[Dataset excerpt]
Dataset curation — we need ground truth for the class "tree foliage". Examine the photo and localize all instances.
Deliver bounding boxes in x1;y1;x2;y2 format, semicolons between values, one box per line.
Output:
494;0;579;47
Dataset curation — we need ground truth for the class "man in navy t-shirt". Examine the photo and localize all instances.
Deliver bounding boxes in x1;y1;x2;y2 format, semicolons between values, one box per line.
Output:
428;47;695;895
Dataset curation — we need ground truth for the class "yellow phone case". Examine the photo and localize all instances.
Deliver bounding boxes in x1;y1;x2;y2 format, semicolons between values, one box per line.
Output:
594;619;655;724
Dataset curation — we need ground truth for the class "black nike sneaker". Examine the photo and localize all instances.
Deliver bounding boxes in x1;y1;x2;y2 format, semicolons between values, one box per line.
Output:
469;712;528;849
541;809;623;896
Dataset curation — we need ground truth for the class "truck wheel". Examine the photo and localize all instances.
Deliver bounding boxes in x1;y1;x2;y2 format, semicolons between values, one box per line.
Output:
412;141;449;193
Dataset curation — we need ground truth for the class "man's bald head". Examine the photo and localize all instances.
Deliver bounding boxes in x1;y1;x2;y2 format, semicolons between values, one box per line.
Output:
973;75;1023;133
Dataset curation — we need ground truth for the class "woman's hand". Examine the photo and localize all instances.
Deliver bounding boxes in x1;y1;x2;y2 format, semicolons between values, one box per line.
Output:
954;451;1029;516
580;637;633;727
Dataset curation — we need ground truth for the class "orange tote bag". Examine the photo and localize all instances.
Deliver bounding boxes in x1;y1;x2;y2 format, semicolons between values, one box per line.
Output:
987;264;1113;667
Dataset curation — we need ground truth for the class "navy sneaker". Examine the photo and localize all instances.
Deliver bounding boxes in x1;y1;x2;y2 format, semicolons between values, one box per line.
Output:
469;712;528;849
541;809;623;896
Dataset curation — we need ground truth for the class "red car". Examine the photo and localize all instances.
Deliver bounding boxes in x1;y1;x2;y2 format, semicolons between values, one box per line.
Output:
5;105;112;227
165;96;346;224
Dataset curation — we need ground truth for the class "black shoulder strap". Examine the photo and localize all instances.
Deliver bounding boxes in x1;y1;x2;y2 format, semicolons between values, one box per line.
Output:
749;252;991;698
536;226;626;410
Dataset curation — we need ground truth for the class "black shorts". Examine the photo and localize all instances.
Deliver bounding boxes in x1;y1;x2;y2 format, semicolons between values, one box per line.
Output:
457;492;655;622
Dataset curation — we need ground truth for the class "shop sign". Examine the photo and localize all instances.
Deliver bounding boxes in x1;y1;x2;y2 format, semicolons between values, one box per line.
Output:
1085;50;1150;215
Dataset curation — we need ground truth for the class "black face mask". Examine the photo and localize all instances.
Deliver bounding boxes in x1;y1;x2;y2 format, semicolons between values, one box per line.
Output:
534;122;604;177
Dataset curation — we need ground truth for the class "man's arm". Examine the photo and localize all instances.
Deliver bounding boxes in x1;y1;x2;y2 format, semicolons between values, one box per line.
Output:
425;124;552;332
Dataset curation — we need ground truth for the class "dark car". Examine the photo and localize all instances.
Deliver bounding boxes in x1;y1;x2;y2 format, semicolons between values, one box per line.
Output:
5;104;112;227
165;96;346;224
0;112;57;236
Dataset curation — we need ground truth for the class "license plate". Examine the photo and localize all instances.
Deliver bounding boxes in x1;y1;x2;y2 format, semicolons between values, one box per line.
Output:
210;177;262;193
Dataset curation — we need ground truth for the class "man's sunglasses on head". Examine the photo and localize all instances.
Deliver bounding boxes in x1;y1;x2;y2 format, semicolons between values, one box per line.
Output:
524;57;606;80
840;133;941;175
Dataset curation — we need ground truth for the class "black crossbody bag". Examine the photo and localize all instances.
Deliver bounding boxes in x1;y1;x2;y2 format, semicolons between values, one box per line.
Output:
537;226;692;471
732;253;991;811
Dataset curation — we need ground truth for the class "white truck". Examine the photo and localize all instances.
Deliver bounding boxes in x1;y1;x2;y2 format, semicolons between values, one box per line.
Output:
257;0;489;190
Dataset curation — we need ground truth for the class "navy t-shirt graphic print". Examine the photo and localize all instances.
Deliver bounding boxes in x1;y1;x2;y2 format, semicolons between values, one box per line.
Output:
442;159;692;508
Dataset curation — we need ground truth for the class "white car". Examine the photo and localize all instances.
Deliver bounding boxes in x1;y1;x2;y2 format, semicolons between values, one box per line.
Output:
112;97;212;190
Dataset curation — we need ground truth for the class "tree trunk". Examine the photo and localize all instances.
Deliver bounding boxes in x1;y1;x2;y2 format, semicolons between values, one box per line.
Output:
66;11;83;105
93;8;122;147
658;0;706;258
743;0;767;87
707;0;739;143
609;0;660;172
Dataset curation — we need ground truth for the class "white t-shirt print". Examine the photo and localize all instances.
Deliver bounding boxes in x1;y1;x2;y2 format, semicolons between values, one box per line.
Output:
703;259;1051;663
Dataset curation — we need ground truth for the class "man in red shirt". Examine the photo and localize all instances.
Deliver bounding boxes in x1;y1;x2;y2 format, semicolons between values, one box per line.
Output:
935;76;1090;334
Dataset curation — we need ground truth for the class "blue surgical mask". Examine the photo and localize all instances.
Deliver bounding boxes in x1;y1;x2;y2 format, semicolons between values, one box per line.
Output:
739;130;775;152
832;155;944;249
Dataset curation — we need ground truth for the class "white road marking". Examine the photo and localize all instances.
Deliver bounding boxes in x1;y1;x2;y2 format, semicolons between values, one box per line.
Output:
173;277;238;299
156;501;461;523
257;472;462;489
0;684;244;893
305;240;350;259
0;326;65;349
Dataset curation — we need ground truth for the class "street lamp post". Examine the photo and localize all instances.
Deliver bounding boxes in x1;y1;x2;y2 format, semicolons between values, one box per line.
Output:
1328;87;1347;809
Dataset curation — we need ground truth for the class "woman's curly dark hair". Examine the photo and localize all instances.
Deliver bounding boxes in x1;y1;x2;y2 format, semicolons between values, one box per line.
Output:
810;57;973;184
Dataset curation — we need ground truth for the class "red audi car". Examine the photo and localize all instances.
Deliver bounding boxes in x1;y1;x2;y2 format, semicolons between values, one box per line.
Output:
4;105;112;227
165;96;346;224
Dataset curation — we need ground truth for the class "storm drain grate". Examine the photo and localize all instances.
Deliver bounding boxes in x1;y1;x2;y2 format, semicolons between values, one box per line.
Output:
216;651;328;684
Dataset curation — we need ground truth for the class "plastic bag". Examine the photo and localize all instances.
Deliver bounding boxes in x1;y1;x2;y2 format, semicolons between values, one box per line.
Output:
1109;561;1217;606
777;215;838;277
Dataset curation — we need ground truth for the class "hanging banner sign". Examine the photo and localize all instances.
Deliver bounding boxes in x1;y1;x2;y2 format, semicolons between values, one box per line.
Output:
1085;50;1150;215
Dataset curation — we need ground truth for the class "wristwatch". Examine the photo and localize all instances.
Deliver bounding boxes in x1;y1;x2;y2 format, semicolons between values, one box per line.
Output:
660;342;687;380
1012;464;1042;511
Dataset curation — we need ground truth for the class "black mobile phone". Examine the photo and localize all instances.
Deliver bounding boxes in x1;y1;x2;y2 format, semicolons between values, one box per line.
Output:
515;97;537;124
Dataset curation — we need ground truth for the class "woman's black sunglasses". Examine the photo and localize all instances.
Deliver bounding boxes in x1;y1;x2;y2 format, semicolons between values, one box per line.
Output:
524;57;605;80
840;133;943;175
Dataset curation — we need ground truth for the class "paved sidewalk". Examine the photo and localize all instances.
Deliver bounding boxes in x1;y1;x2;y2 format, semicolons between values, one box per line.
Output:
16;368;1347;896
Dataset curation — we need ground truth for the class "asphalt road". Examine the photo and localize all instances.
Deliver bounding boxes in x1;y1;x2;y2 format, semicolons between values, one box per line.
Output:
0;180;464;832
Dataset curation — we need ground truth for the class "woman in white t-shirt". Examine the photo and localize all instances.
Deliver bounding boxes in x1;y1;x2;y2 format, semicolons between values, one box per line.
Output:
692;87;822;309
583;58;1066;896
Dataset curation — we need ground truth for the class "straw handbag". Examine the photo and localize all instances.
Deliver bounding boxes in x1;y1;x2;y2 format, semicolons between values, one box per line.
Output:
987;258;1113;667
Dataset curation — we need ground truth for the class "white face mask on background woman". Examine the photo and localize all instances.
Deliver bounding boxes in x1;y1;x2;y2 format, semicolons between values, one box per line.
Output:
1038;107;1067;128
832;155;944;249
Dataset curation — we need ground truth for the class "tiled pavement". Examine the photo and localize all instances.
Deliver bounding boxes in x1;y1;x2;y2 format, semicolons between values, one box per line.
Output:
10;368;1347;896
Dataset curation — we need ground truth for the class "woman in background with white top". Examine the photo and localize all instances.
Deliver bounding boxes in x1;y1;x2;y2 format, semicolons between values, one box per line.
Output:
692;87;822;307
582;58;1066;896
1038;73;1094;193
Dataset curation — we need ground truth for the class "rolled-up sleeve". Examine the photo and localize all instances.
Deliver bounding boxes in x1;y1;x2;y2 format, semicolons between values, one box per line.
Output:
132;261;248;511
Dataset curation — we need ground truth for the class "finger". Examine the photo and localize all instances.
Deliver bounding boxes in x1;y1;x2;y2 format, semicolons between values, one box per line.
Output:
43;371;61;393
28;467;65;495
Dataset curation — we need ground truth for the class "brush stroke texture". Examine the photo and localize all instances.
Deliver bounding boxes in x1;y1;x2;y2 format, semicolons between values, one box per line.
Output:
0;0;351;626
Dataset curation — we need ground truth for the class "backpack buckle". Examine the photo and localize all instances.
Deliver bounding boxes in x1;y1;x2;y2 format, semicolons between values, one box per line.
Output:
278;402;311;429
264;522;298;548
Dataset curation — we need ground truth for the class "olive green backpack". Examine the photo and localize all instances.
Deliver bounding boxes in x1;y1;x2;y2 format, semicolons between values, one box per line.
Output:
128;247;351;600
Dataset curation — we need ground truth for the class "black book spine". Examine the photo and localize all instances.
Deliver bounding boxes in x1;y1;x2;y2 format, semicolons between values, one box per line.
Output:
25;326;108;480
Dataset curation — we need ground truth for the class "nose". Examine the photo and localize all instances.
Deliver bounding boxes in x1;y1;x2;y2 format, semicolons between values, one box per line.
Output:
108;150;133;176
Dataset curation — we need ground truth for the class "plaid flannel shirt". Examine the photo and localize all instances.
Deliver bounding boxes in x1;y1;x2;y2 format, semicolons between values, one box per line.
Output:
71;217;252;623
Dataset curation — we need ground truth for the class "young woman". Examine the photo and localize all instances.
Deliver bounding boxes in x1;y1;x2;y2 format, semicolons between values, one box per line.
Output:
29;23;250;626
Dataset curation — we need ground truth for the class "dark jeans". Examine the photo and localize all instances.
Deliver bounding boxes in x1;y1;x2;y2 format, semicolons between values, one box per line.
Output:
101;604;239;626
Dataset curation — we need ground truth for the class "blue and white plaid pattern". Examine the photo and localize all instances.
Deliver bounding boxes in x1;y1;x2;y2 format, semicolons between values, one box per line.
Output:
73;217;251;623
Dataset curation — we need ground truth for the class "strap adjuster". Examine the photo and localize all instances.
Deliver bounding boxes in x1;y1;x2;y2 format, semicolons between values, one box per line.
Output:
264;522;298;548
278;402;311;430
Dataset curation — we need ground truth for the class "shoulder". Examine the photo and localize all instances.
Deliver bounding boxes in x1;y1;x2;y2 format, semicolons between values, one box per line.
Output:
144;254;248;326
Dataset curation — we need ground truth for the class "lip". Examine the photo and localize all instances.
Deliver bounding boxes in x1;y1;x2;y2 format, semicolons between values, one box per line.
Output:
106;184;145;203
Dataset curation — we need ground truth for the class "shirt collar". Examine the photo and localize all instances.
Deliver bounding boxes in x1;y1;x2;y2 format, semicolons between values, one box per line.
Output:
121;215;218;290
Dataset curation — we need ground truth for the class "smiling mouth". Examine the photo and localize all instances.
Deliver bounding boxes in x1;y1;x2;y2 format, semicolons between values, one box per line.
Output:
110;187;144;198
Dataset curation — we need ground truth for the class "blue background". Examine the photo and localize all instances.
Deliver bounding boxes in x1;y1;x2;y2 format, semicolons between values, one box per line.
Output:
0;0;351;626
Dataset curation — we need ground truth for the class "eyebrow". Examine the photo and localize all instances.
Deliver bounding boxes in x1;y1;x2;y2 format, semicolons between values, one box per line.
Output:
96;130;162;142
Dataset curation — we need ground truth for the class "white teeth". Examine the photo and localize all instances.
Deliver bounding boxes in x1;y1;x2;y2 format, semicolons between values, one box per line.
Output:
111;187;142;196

### Required work
Select every line of the material above that contains the string "plaid", and copy those lines unchanged.

### The completed task
Dataset curation — we need ground truth for the class "plaid flannel shirt". Examine the photo and localize all instances.
Dataset curation — we need ground truth for the class "blue and white plaid pattern". Examine the photo and localize all instances.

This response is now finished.